Quoted passage —

┌──

Thanks to Their Student Loans, Millennials Expect to Die in Debt

By Chloe Anagnos

Adulting, the now common idiom goes, is hard. And to many millennials, the grim realization that debt will always be part of their lives is not making it any easier.

In some cases, their debt load is so soul-crushing they expect to die without ever paying what they owe back. So how much does this problem have to do with the higher-education crisis the country is facing? As it turns out, everything.

According to a study by Northwestern Mutual, educational loans are the leading source of debt for millennials ages 18 to 24. And according to a CreditCards.com report, over 60 percent of millennials aged 18 to 37 are completely unsure when, or if, they will be able to pay their debt off. Among those who responded they are uncertain about their ability to pay off debt, 20 percent said they expected to die in debt.

But to those with only credit card debt, the prospects aren’t as grim, as 79 percent of millennials said they had a plan to pay it all off, expecting to be completely debt-free by age 43.

While many of the news outlets reporting on these findings urge young people to get a plan in place so they can pay off their debt, the reality is that government’s push to give everyone a college education is what has greatly contributed to young people’s debt load. And what’s worse, degrees are not actually helping many young people get a job.

Will bureaucrats and those who pushed for more government-subsidized education ever admit they created a monster that has finally gotten out of control?

└──

Task description — Transcribe, word for word, the part of the article on millennials and student debt that opens with the words "But to those" and closes with "people get a job.".

Recorded data —
┌──

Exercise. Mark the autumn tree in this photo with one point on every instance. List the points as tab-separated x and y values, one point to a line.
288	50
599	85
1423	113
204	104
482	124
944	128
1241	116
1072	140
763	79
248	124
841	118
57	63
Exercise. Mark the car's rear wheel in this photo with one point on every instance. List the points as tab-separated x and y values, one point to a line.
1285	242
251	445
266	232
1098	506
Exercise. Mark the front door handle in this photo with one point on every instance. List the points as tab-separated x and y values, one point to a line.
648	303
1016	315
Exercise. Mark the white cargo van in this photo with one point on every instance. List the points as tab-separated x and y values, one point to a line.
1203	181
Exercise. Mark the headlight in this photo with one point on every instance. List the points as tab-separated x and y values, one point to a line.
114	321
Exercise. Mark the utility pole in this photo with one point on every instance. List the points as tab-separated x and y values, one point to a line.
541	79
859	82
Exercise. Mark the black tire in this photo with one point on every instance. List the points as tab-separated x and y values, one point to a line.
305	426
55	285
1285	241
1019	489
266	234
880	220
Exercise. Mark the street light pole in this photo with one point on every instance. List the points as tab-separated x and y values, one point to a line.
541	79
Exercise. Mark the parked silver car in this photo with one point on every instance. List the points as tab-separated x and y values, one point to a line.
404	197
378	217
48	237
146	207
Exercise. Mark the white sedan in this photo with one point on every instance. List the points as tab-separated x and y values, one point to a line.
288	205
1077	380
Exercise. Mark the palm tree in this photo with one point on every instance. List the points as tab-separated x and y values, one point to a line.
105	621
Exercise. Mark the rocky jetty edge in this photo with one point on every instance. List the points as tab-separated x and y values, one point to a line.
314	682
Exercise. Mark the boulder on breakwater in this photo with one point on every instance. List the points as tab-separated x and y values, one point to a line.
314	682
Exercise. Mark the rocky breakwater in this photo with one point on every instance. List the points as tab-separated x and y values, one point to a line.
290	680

└──

Response to this task —
But to those with only credit card debt, the prospects aren’t as grim, as 79 percent of millennials said they had a plan to pay it all off, expecting to be completely debt-free by age 43.

While many of the news outlets reporting on these findings urge young people to get a plan in place so they can pay off their debt, the reality is that government’s push to give everyone a college education is what has greatly contributed to young people’s debt load. And what’s worse, degrees are not actually helping many young people get a job.